__Exercise brief__
Reproduce the lines below exactly, starting at the one containing "detect frozen shoreline" and stopping at the final line.

__Task inputs__
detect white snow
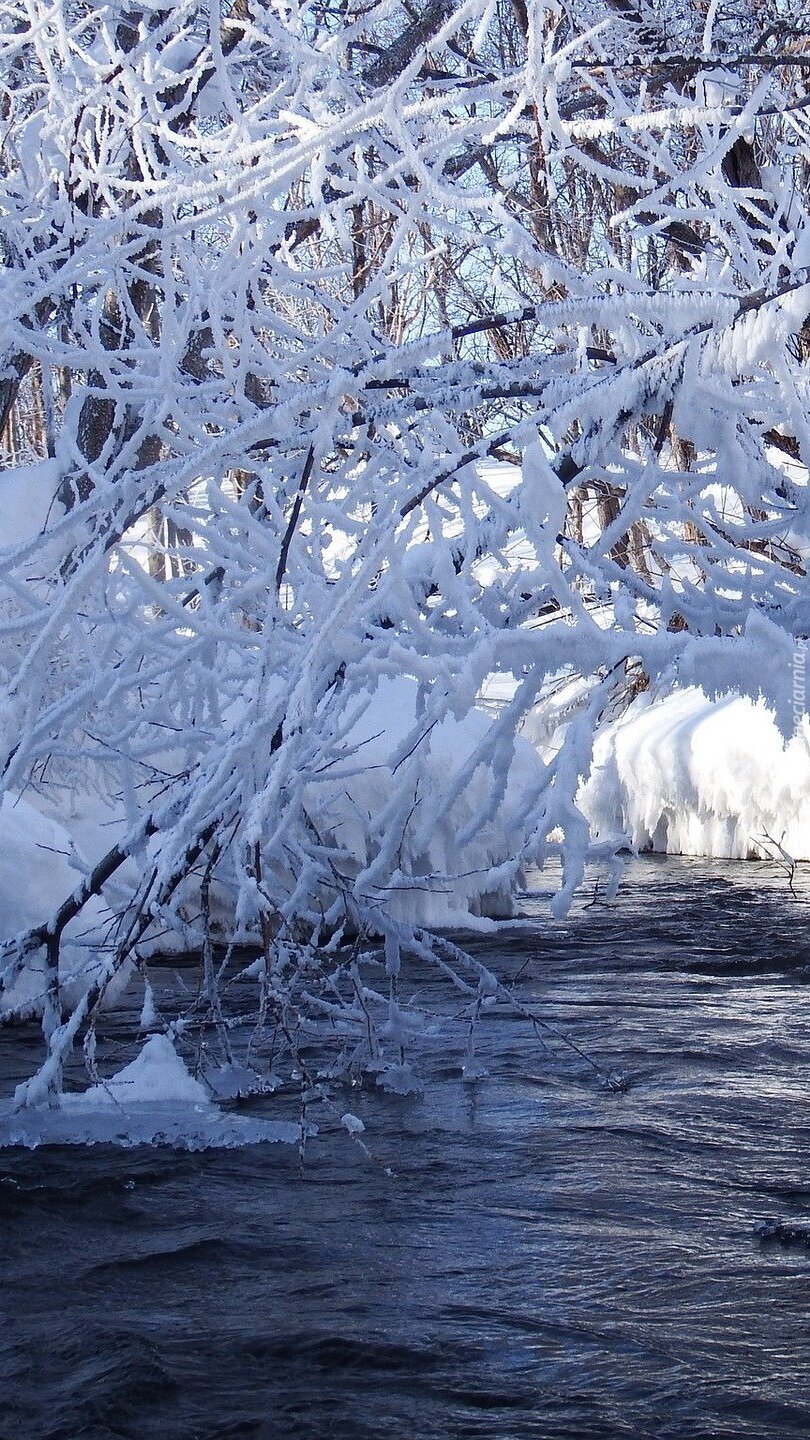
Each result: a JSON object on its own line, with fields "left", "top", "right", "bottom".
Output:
{"left": 0, "top": 792, "right": 117, "bottom": 1019}
{"left": 0, "top": 1101, "right": 305, "bottom": 1150}
{"left": 581, "top": 686, "right": 810, "bottom": 861}
{"left": 0, "top": 1034, "right": 306, "bottom": 1149}
{"left": 65, "top": 1034, "right": 208, "bottom": 1108}
{"left": 0, "top": 459, "right": 61, "bottom": 549}
{"left": 375, "top": 1061, "right": 424, "bottom": 1095}
{"left": 0, "top": 792, "right": 79, "bottom": 936}
{"left": 312, "top": 676, "right": 545, "bottom": 927}
{"left": 341, "top": 1111, "right": 365, "bottom": 1134}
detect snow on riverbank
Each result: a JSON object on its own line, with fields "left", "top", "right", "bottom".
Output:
{"left": 0, "top": 794, "right": 120, "bottom": 1019}
{"left": 0, "top": 458, "right": 61, "bottom": 548}
{"left": 312, "top": 676, "right": 544, "bottom": 927}
{"left": 0, "top": 676, "right": 547, "bottom": 1000}
{"left": 581, "top": 686, "right": 810, "bottom": 861}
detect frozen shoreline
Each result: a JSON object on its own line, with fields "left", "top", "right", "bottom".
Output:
{"left": 581, "top": 685, "right": 810, "bottom": 863}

__Reply__
detect frozen shoreline
Each result: a JSON object on its own line, with fields "left", "top", "right", "bottom".
Output:
{"left": 581, "top": 685, "right": 810, "bottom": 863}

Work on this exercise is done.